[START]
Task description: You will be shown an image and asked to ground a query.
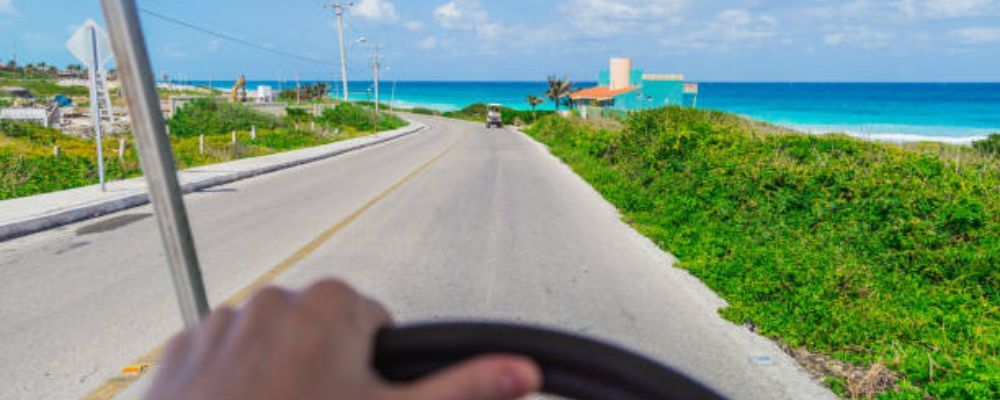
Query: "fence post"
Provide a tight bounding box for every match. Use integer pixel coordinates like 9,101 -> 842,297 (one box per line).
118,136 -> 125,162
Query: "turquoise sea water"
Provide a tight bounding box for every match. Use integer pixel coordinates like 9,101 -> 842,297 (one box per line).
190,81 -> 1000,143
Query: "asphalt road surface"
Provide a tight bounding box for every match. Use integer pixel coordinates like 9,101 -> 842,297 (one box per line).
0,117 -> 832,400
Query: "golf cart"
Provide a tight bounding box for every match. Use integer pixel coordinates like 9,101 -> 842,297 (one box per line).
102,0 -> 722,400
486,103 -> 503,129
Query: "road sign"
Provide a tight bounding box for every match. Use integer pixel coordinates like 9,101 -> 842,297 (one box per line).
[END]
Job:
Rewrite the lines above as a numbered list, leaving out any blank lines and omitting the pictures.

Answer to this problem:
1. Task description: You will be shown an image and asked to ground a query.
2. Query: "fence post"
3. Provide a tight bounding box for every match. Use integer pixel coordinates like 9,101 -> 842,297 (one box per line).
4. 118,136 -> 125,162
5. Query: "turquoise sea water"
6. Provide a tight bounding box for every match. Use integer pixel coordinates like 9,101 -> 842,297 (one box per line).
7. 190,81 -> 1000,143
8. Query: "asphalt road surface"
9. Provide a tight bounding box for every match. Use integer pixel coordinates like 9,101 -> 842,297 (one box per line).
10. 0,117 -> 832,400
11. Query: "golf cart"
12. Provide a tight bounding box for every match. Use integer pixel coordinates like 9,101 -> 842,297 (one box per line).
13. 102,0 -> 722,400
14. 486,103 -> 503,129
15. Query: "road sign"
16. Provide a tight bounding box for every match. Use integer pixel coordinates like 9,101 -> 842,297 (one box per line).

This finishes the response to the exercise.